Start of RECORDS PROVIDED

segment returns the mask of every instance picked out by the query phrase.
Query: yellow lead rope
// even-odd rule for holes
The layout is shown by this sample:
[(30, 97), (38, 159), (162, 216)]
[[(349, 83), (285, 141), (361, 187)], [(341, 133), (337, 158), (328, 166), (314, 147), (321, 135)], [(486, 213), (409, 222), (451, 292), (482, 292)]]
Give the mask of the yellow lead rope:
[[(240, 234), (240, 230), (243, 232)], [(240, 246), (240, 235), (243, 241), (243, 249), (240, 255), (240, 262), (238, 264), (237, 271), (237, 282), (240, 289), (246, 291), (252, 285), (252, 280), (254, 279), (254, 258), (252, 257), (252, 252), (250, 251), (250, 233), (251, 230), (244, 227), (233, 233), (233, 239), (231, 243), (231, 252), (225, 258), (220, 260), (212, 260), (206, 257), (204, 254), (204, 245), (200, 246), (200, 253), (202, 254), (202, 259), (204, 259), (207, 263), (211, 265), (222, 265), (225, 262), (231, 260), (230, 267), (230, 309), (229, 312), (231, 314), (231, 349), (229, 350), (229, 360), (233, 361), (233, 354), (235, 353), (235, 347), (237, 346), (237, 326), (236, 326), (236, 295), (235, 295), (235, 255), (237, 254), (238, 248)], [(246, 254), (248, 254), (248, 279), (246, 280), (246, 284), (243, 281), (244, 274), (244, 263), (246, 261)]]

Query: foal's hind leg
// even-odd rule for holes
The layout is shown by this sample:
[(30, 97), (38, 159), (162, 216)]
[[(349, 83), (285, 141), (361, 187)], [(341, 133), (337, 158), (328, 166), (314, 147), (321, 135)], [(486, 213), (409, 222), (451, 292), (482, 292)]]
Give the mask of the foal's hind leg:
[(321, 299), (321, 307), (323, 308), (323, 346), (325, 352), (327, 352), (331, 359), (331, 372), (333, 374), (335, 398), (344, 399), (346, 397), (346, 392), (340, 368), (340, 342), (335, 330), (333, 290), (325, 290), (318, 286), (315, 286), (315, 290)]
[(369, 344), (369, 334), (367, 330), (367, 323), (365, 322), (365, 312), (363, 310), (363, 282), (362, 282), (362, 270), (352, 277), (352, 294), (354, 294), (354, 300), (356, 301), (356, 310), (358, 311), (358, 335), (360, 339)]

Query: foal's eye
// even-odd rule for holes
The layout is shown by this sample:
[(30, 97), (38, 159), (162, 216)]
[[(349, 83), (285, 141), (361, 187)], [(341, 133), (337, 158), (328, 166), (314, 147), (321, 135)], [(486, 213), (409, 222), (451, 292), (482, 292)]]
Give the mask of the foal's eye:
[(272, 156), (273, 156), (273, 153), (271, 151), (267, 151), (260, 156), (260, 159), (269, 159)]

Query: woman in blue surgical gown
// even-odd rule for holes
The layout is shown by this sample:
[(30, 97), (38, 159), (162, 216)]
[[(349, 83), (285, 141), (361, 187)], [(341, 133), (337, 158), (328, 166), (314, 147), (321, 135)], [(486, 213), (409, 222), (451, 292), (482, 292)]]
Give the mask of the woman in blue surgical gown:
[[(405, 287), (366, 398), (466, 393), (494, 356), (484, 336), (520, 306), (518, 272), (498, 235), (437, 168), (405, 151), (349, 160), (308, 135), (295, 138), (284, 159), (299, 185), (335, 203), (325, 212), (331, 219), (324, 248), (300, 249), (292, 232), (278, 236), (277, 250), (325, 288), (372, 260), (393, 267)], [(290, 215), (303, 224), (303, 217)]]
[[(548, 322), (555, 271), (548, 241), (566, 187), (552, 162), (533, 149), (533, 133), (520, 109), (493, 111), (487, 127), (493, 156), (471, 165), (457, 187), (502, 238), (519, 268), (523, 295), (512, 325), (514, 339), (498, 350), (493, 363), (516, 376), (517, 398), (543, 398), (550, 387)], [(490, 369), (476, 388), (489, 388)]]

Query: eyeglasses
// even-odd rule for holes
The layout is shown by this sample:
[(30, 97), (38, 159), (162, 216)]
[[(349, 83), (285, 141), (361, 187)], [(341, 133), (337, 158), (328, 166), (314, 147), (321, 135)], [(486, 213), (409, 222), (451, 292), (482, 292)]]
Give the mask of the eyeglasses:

End of RECORDS PROVIDED

» REQUIRED ACTION
Please give the listing above one more time, exactly as it reads.

» SOLUTION
segment returns the mask of every instance picked out by the query phrase.
Query: yellow lead rope
// even-odd rule for holes
The layout is shown by this sample:
[(30, 97), (38, 159), (162, 216)]
[[(349, 83), (285, 141), (361, 187)], [(341, 133), (337, 158), (328, 166), (314, 147), (321, 135)], [(486, 213), (409, 222), (451, 292), (482, 292)]]
Give the mask of the yellow lead rope:
[[(240, 234), (240, 230), (243, 232)], [(240, 246), (240, 235), (243, 241), (243, 249), (240, 255), (240, 262), (238, 264), (237, 271), (237, 282), (240, 289), (246, 291), (252, 285), (252, 280), (254, 279), (254, 258), (252, 257), (252, 252), (250, 251), (250, 233), (251, 230), (244, 227), (233, 233), (233, 239), (231, 243), (231, 252), (225, 258), (220, 260), (212, 260), (206, 257), (204, 254), (204, 245), (200, 246), (200, 253), (202, 254), (202, 259), (204, 259), (207, 263), (211, 265), (222, 265), (225, 262), (231, 260), (230, 267), (230, 309), (229, 312), (231, 314), (231, 349), (229, 350), (229, 360), (233, 361), (233, 354), (235, 353), (235, 347), (237, 346), (237, 326), (236, 326), (236, 295), (235, 295), (235, 255), (237, 254), (238, 248)], [(246, 254), (248, 254), (248, 279), (246, 280), (246, 284), (243, 281), (244, 274), (244, 263), (246, 261)]]

Query: foal's hind leg
// even-odd rule for holes
The layout is shown by this sample:
[(30, 97), (38, 159), (162, 216)]
[[(349, 83), (285, 141), (361, 187)], [(341, 133), (337, 158), (328, 166), (314, 147), (321, 135)], [(486, 213), (409, 222), (451, 292), (482, 292)]]
Give the mask of the foal's hind leg:
[(321, 299), (321, 307), (323, 308), (323, 346), (325, 352), (327, 352), (331, 359), (331, 372), (333, 374), (335, 398), (344, 399), (346, 397), (346, 392), (340, 368), (340, 342), (335, 330), (333, 290), (325, 290), (318, 286), (315, 286), (315, 290)]
[(369, 344), (369, 334), (367, 330), (367, 323), (365, 322), (365, 312), (363, 310), (363, 282), (362, 282), (362, 270), (352, 277), (352, 294), (354, 294), (354, 300), (356, 301), (356, 310), (358, 311), (358, 335), (360, 339)]

Query: foal's eye
// even-odd rule for holes
The layout is shown by this sample:
[(30, 97), (38, 159), (162, 216)]
[[(349, 83), (285, 141), (361, 187)], [(341, 133), (337, 158), (328, 166), (314, 147), (321, 135)], [(486, 213), (409, 222), (451, 292), (482, 292)]]
Give the mask of the foal's eye:
[(272, 156), (273, 156), (273, 153), (271, 151), (267, 151), (260, 156), (260, 159), (269, 159)]

Query: woman in blue surgical gown
// even-odd rule for holes
The layout is shown by this sample:
[(30, 97), (38, 159), (162, 216)]
[[(349, 83), (285, 141), (361, 187)], [(341, 133), (337, 158), (328, 166), (314, 147), (321, 135)], [(486, 213), (409, 222), (451, 292), (482, 292)]]
Give the mask of the woman in blue surgical gown:
[[(405, 287), (366, 398), (466, 393), (494, 356), (484, 336), (520, 306), (518, 272), (498, 235), (437, 168), (405, 151), (349, 160), (308, 135), (295, 138), (284, 159), (299, 185), (335, 203), (325, 212), (331, 219), (324, 248), (300, 249), (292, 232), (278, 236), (277, 250), (325, 288), (372, 260), (393, 267)], [(290, 215), (303, 224), (303, 217)]]
[[(548, 322), (555, 271), (548, 241), (566, 187), (552, 162), (533, 149), (533, 133), (520, 109), (493, 111), (487, 127), (493, 156), (471, 165), (457, 187), (502, 238), (519, 268), (523, 295), (512, 325), (514, 339), (498, 350), (493, 363), (516, 376), (517, 398), (543, 398), (550, 387)], [(490, 369), (476, 388), (489, 388)]]

Query: eyeglasses
// even-odd rule for holes
The layout is shown by this sample:
[(30, 97), (38, 159), (162, 216)]
[[(349, 83), (285, 141), (361, 187)], [(341, 133), (337, 158), (328, 166), (314, 147), (321, 135)], [(486, 213), (409, 222), (451, 292), (482, 292)]]
Give the mask of the eyeglasses:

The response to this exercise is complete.